Tarefas a realizar>
[A] Copie do relato da viagem à Ásia tudo o que vai desde "Desta vez, faz-se" até "pule esta parte).".
[B] Prossiga com o relato da viagem à Ásia a partir do ponto em que ele termina.

Trecho selecionado>
----------

Manca, de mochilão nas costas e sozinha rumo à Ásia - O dia em que tudo parecia errado

(Pôr do sol em Bagan, Myanmar)

Passados quase 3 meses do meu retorno dessa mochilada simplesmente épica pela Ásia central, ca estou eu finalmente dando início a mais uma temporada de posts de relatos dos lugares que visitei. Demorei tanto porque foi uma viagem repleta de acontecimentos intensos, uns muitos bons e outros não tão bons, que mexeram só um tiquinho com o meu tico e teco, rsrs. Brincadeiras a parte, a Ásia é o meu “calcanhar de Aquiles”. É o lugar que sempre me intrigou e atraiu por sua cultura, religião e por toda sua áurea propriamente dita. Alguns acontecimentos de fato me balançaram muito e me deixaram, digamos, um pouco “travada” para acreditar que algum dia eu conseguiria relatar com um mínimo de detalhes o que é que tudo aquilo representou para mim.  Foram 43 dias que se tornaram um divisor de águas e minha vida. Muito aprendizado e vivência de um mix de sentimentos e sensações inimagináveis, à flor da pele. Pois bem, passada a fase de crises existenciais de retorno à realidade, la vou eu tentar passar adiante um pouco do que eu encontrei naquele lugar único.


Desta vez, faz-se inevitável começar pela série “perrengues de viagens”, e jajá você entenderá o porquê. Mas antes, preciso inevitavelmente ser sincera com você, meu caro leitor. Não vai ser possível falar sobre a Ásia sem tocar no assunto espiritualidade e fé. Imagino que se você pretende conhecer esse país, estes são assuntos que não serão um problema para você, razão pela qual vou tomar a liberdade de começar por alguns acontecimentos que sucederam a viagem (e se você não acredita em nada disso, meu caro, pule esta parte).

----------

Dados fornecidos>
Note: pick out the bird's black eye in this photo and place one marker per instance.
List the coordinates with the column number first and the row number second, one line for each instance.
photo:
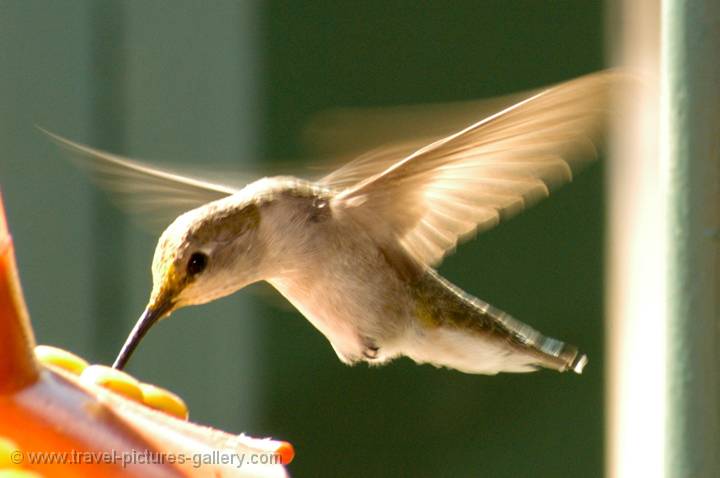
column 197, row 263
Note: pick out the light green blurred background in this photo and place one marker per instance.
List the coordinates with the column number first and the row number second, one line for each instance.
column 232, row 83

----------

Respostas dos exercícios>
[A]
Desta vez, faz-se inevitável começar pela série “perrengues de viagens”, e jajá você entenderá o porquê. Mas antes, preciso inevitavelmente ser sincera com você, meu caro leitor. Não vai ser possível falar sobre a Ásia sem tocar no assunto espiritualidade e fé. Imagino que se você pretende conhecer esse país, estes são assuntos que não serão um problema para você, razão pela qual vou tomar a liberdade de começar por alguns acontecimentos que sucederam a viagem (e se você não acredita em nada disso, meu caro, pule esta parte).

[B]
Bem, essa foi uma viagem que não iniciou fácil para mim (e também não terminou fácil, na Índia, vou chegar lá), pois 24 horas antes do meu vôo de partida do Brasil fui diagnosticada com uma inflamação (e possível infecção) nos joelhos por conta de um procedimento médico de infiltração aplicada equivocadamente na região, em razão de uma tendinite fortíssima.  Havia, inclusive, recebido alguns pareceres médicos que me proibiam de viajar porque poderia prejudicar minha circulação sanguínea, já que não havia tempo hábil para um diagnóstico completo da gravidade do meu quadro. Manchas vermelhas e quentes e uma dor insuportável me impediam de firmar os dois pés no chão e andar sem dificuldade. Cheguei a escutar de um profissional de renome “você não pode viajar de avião agora, sua perna tem todos os sintomas de uma infecção que pode ter atingido seu sistema circulatório, o que pode evoluir para uma trombose em poucas horas quando tocada pela pressurização, e acho que você sabe o que é que pode acontecer com uma perna com trombose em um vôo de mais de 15 horas”.

Pensa bem: eu, 6 meses planejando essa trip, perdendo grana absurda com todas as reservas de vôos, trens, etc que havia feito, perdendo ou adiando por muito tempo a realização de um dos maiores sonhos que tinha. Ah, rapaz! Não assim tão fácil.

No dia que antecedeu ao meu vôo de partida, acordei bem cedo e comecei a corrida de laboratórios + exames médicos. O plano de saúde dizia que seria impossível a autorização da cobertura dos meus exames em menos de 3 dias (eu tinha menos de 24hs para estar no aeroporto embarcando). O laboratório dizia que seria impossível a realização dos meus exames sem a liberação do plano de saúde (e o valor dos exames cobrado para realização particular, não se aplicava a minha realidade). Cheguei a entrar em um laboratório (mancando, claro) e falar com a gerente chorando, implorando para que ela me deixasse fazer o exame naquele dia e dizendo que iria perder os meus sonhos e mais de 5 mil reais.

Pois bem. Após a vida ter colocado em meu caminho algumas pessoas de muito boa vontade, consegui que me liberassem o exame e entrei dentro daquela câmara de ressonância magnética. Um exame que duraria cerca de 1 hora durou mais de 3, entre espera e execução. Era a médica que não entendia o pedido do outro médico, era um que não concordava com o parecer do outro, e eu no meio, quase vesga de tanto olhar para o relógio e para aquele vai e vem de enfermeiras que não paravam de passar na minha frente.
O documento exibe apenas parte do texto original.